= Exercise instructions =
The data must be returned exactly. No line may be left out.
*** Opening Dataset extract ***
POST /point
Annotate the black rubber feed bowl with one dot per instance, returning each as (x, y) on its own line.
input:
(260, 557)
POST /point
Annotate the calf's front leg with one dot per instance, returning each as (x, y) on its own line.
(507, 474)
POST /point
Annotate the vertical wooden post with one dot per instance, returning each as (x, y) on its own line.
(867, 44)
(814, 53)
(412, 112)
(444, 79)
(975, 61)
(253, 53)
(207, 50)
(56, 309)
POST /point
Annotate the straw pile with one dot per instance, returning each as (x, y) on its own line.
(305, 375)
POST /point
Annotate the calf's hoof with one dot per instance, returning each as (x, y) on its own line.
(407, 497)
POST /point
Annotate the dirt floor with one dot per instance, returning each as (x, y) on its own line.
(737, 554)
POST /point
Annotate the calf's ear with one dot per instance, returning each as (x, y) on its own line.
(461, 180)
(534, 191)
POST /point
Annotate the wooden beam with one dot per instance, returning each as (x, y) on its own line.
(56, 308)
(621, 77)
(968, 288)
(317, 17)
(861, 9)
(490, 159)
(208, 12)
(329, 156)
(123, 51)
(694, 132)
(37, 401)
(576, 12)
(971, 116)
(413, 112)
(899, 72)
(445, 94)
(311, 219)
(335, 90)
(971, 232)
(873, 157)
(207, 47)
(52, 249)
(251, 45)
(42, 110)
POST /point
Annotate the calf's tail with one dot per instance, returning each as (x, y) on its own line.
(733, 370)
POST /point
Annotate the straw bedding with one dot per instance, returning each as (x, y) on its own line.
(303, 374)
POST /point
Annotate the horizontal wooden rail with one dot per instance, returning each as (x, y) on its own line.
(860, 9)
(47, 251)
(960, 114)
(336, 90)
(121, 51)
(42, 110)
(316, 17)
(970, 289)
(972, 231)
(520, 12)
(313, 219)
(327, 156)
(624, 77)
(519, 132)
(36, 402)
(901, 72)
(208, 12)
*** Closing Dataset extract ***
= Your response =
POST /point
Annotate the black rubber feed bowl with one dot per instance, returning each as (x, y) on its own line.
input:
(260, 557)
POST /point
Annotate the calf's front leg with one dot per instance, returning each as (x, y) on its own line.
(507, 474)
POST /point
Annotate the vertical wooden post with one dot per instance, returning each as (x, y) on its own line.
(867, 44)
(814, 53)
(412, 112)
(444, 79)
(975, 61)
(253, 53)
(207, 50)
(56, 309)
POST /point
Annotate the straw pile with one dot per instance, returning each as (x, y) on its own line.
(305, 375)
POST /point
Annotate the calf's hoof with one dot per instance, returning each as (x, y) on its own line.
(407, 497)
POST /point
Annotate the dirt floor with one dot per instance, returning each as (x, y) on its own line.
(737, 554)
POST /point
Annotate the calf's ear with one dot per instance, returning each as (x, y) on its own line.
(461, 180)
(534, 191)
POST /point
Annotate the wooden beam with one dot per instance, returning each as (x, y) on its own line.
(56, 308)
(621, 77)
(968, 288)
(317, 17)
(861, 9)
(490, 159)
(208, 12)
(329, 156)
(123, 51)
(694, 132)
(37, 401)
(576, 12)
(971, 116)
(413, 112)
(899, 72)
(445, 94)
(311, 219)
(335, 90)
(971, 232)
(873, 157)
(207, 47)
(52, 249)
(251, 45)
(42, 110)
POST /point
Annotate the calf's tail with one dot per instance, returning each as (x, y) on its own line.
(733, 370)
POST /point
Annotate the straw bedding with one dot per instance, returning each as (x, y) on its own line.
(303, 374)
POST /point
Annotate the horizontal wooden rail with one dot per instance, returning each as (x, y) on its own line.
(860, 9)
(47, 251)
(960, 114)
(336, 90)
(121, 51)
(42, 110)
(316, 17)
(970, 289)
(972, 231)
(520, 12)
(313, 219)
(327, 156)
(624, 77)
(519, 132)
(36, 402)
(901, 72)
(208, 12)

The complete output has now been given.